Task brief » Edit the rows from the line with "Locate the column" up to and including the line with "<point>107,17</point>" by changing "pin" to "marker" throughout, and return only those lines with everything else left as it is.

Listed entries »
# # # # #

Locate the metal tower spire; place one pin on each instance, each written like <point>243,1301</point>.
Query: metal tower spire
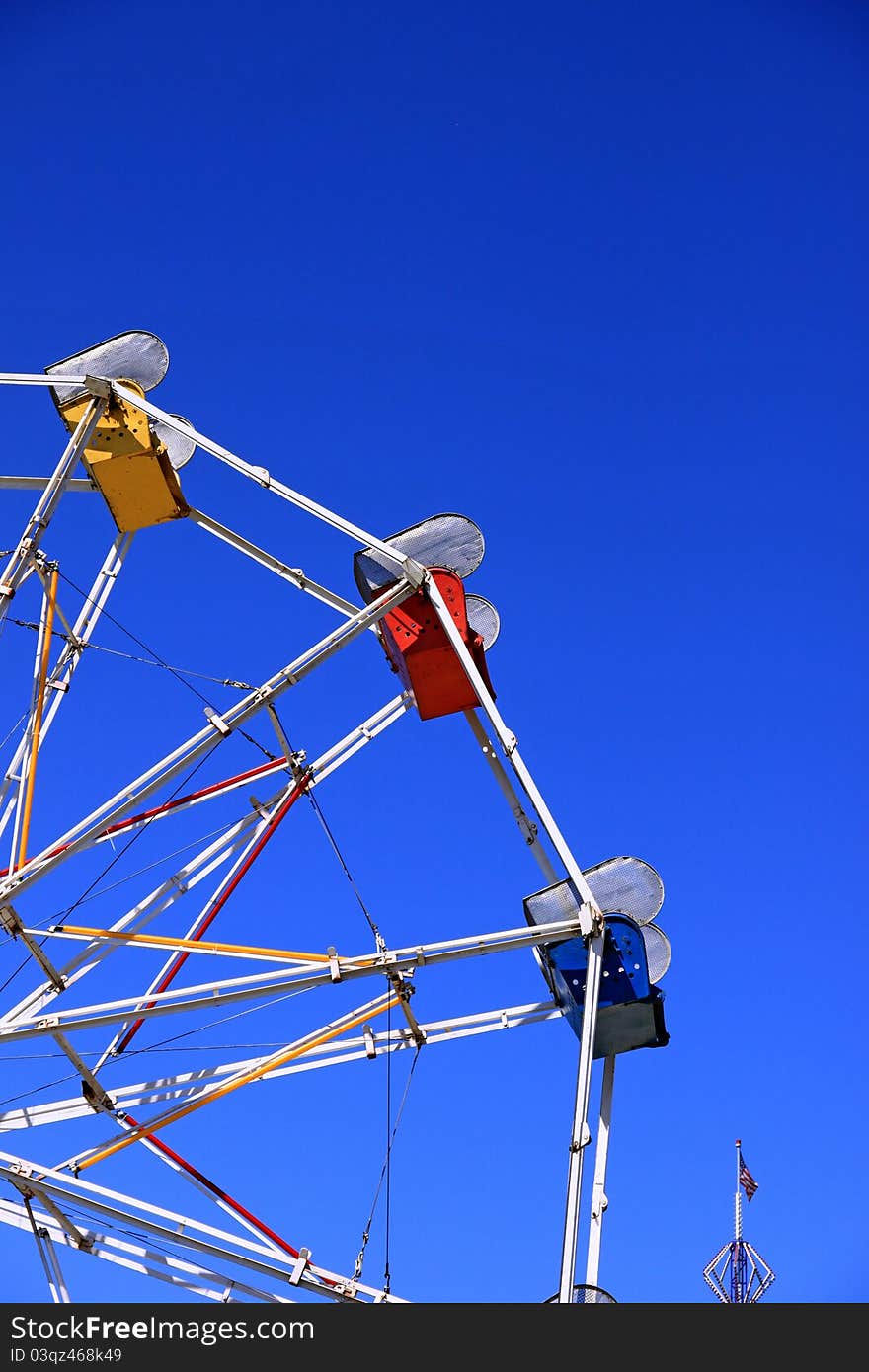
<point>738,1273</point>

# # # # #

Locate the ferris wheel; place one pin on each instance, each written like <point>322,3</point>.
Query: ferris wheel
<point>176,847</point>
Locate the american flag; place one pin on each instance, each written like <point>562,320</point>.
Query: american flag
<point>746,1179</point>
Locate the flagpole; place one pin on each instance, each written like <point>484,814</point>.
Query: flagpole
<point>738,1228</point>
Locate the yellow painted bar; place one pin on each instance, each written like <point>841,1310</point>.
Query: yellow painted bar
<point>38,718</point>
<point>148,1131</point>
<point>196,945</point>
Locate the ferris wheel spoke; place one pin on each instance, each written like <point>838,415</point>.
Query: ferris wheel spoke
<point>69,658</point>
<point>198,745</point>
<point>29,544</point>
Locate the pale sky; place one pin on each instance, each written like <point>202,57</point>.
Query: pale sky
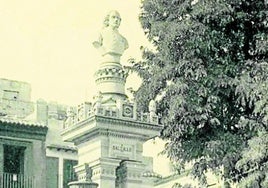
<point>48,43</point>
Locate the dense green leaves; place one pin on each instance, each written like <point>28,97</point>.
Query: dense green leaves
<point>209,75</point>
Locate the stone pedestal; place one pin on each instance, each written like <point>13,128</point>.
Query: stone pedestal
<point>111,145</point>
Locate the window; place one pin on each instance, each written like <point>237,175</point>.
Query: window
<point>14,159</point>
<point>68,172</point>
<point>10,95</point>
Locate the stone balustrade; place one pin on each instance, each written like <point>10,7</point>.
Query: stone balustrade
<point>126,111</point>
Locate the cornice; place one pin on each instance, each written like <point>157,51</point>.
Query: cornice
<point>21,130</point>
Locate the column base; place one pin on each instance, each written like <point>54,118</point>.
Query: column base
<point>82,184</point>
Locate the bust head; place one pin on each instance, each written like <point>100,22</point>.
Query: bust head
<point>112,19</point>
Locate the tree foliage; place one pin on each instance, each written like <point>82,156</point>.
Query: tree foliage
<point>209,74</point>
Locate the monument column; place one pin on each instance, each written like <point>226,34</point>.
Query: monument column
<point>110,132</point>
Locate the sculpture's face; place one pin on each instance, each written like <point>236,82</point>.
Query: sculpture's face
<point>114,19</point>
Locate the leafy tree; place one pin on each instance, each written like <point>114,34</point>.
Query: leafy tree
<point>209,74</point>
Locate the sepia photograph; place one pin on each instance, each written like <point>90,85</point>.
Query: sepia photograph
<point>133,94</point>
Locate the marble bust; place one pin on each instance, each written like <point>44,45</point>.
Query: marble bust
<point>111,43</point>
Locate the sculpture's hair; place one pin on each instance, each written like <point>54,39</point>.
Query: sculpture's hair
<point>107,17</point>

# # # # #

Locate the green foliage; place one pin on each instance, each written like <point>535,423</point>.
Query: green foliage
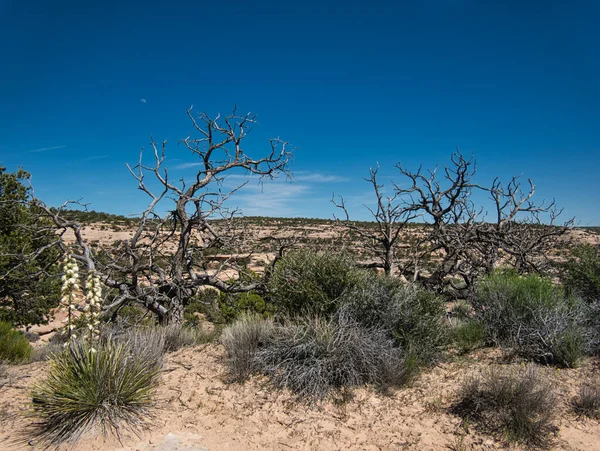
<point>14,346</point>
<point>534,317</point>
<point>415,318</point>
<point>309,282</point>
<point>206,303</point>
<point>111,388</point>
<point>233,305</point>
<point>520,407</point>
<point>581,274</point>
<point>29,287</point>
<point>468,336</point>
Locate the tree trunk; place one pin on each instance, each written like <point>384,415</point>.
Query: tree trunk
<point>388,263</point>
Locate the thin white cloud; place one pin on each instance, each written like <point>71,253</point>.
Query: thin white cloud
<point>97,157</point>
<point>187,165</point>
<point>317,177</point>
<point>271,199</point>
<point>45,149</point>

# # # # #

Response to this exercise »
Locate the column base; place one marker on each instance, each written like <point>54,118</point>.
Query: column base
<point>82,184</point>
Locate the bust head; place one marker on each instance, each written like <point>100,22</point>.
Query: bust head
<point>112,19</point>
Locate the tree foliage; place one marker on each instance, each written like <point>82,156</point>.
Query: tree foliage
<point>209,74</point>
Locate the monument column; place one marker on each instance, each written like <point>226,34</point>.
Query: monument column
<point>110,132</point>
Locate the sculpture's face; place one marker on each instance, each written like <point>236,82</point>.
Query: sculpture's face
<point>114,19</point>
Locate the leafy tree; place one marker on each instance, each written like <point>114,34</point>.
Query: leafy tree
<point>209,74</point>
Locate the sepia photograph; place one marker on each instance, each written like <point>90,85</point>.
Query: sepia photograph
<point>133,94</point>
Locate the marble bust; place one marker on each instance, each written like <point>44,45</point>.
Query: marble bust
<point>111,43</point>
Locate the sculpture's hair; place one marker on each instance, each written like <point>54,39</point>.
Query: sculpture's hair
<point>107,17</point>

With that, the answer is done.